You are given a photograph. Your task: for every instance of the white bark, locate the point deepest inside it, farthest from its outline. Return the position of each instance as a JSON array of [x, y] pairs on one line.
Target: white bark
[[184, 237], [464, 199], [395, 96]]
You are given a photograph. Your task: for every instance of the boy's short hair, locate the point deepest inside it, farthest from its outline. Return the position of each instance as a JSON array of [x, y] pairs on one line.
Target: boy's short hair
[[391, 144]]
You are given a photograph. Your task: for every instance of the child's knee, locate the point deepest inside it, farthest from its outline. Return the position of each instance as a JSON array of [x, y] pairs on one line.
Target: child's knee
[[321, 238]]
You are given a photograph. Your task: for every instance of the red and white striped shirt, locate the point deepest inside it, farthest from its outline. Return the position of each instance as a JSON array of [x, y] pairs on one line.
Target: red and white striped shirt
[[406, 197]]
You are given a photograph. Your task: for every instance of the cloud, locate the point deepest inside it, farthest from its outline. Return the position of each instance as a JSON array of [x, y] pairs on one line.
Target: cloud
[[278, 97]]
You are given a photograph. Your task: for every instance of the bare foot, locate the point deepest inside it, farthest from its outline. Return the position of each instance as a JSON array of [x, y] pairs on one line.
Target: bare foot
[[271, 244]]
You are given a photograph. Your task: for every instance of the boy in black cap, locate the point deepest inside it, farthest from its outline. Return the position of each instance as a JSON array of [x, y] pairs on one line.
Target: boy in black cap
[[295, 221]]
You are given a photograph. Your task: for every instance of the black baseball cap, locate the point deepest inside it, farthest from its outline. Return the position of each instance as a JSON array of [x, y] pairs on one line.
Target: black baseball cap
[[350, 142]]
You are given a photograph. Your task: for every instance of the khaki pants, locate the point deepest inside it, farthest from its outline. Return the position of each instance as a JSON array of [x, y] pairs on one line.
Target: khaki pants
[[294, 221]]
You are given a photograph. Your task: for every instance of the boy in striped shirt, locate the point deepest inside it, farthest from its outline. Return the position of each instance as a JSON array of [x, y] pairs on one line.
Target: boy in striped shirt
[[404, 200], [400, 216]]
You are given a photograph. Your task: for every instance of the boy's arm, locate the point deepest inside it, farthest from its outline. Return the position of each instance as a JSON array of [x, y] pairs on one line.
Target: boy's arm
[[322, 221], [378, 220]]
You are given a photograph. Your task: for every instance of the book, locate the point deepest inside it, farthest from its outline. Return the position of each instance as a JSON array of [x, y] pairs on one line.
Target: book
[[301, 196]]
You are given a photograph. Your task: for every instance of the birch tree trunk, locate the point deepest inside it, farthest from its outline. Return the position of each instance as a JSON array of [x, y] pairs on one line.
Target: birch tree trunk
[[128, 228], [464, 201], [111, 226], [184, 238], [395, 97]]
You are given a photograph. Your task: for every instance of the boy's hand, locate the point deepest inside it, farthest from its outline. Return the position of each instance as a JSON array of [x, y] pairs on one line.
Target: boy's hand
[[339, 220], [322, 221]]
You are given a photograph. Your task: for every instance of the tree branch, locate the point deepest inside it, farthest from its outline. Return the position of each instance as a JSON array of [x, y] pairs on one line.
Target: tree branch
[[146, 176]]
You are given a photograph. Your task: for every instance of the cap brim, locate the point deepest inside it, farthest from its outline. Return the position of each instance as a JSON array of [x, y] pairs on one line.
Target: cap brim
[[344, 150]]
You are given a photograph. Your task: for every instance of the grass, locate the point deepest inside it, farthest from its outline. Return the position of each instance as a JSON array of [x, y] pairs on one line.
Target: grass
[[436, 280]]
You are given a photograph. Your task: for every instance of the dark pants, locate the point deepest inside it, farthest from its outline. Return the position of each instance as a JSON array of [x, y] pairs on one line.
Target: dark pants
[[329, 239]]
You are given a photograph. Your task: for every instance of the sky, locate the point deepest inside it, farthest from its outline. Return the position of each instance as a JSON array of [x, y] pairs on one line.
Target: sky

Instructions for the task
Return each of the rows above word for word, with nothing changed, added, or left out.

Solved problem
You are given a photograph. Your task: for every instance of the white bark, locate the point deepest inside it, farthest from its outline. Return the position of each instance as a JSON array of [x, y] pairs on one line.
Target: white bark
[[184, 237], [464, 199], [395, 96]]
You are given a photograph. Your task: for every instance of the boy's short hair, locate the point deepest inside it, farthest from its outline. Return the position of each instance as a JSON array of [x, y] pairs on one line.
Target: boy's short hair
[[391, 144]]
You are given a photograph. Your task: for every instance of the child's knee, locate the point deepest inside it, farthest from its outline. Return the position of each instance as a JSON array of [x, y] pairs on one line.
Target: child's knee
[[321, 238]]
You are given a photograph. Your task: for every instance of the red and white striped shirt, locate the point deepest inside it, farthest from its outline. Return the position of each instance as a JSON array of [x, y] pairs on one line.
Target: red and white striped shirt
[[406, 197]]
You are given a photograph. Your task: for every instance of the cloud, locate the point deepest inside it, farthest from its outline. Return the position of each instance as a JSON array of [x, y] pairs on one line.
Target: cloud
[[278, 97]]
You are given a photograph. Your task: for every instance of the bare foot, locate the point deepest inside it, farthest from its outline. Return the position of each instance as a JSON array of [x, y] pairs on one line.
Target: bare foot
[[271, 244]]
You are given a photograph. Your task: for every instance of the boy in black cap, locate the point deepest inside it, farthest from its outline. Return the position of each instance as a JSON array of [x, y] pairs on one line.
Target: boy in black cap
[[295, 221]]
You are given a photograph. Your task: for every instance of the black baseball cap, locate the point deepest inside it, farthest from its outline. Return the position of each instance as a JSON array of [x, y] pairs on one line.
Target: black baseball cap
[[350, 142]]
You are given a photograph. Your task: for every instance of the khaki pants, locate the point deepest inside it, farthest from its outline. Return the position of each instance as a JSON array of [x, y] pairs on one line.
Target: khaki pants
[[294, 221]]
You are given a photograph. Your task: for every instance of the boy in striped shirt, locate the point deepest inside it, farthest from its outline. Return the position of each instance as a JSON array of [x, y] pairs on one line.
Target: boy in striped shirt
[[404, 200], [400, 216]]
You are given a photograph. Your task: for every instance of the boy's arm, locate the point deepest inside it, farthest from its outline. Return the position of each instance as a JSON array of [x, y] pairs on one line.
Target: boy's arm
[[322, 221], [378, 220]]
You are given a photograph. Your task: for every instance of the book, locate the point deepest inside it, farthest from its outline. Return the position of each instance as a JSON array of [x, y] pairs on one line.
Target: book
[[301, 196]]
You are given a photograph. Your task: for every instance of the birch tree trunk, locate the point deepest inside it, farthest from its outline. Return the position of each instance as a JSON array of [x, y] pairs on one line.
Target: birch tree trunk
[[128, 228], [464, 201], [111, 226], [184, 238], [395, 97]]
You are given a photograph. Your task: for every instance of the boy's hand, locate the point deepest inside it, farthest from its outline. Return the position of each instance as a JSON array of [x, y] pairs on one line.
Target: boy's hand
[[339, 220], [322, 221]]
You are given a photograph. Your task: for every instance of the tree branch, locate the point deepest inside it, farthest from its outline. Return the position of each instance as a JSON array of [x, y] pairs on one line.
Target: tree branch
[[146, 176]]
You are given a photograph. Your task: for every instance of the cap brim, locate the point deepest inside it, farthest from its outline. Return the position of each instance as a JSON array of [x, y] pairs on one line.
Target: cap brim
[[344, 150]]
You are given a photograph. Your task: for every instance of the grass, locate the point deepest inside it, farthest from its outline. Return the position of each instance as a JSON array of [x, y] pairs on one line.
Target: grass
[[436, 280]]
You are given a photograph. Your task: for every instance of the dark pants, locate the point deepest inside it, farthest from its outline. Return the position of each instance as a JSON array of [x, y] pairs on one line.
Target: dark pants
[[329, 239]]
You are given a photograph. Your task: for every instance of the sky, locate the point deepest inside it, farthest from its outline. Return the position of each instance as a JSON array of [x, y] pairs on one line.
Target: sky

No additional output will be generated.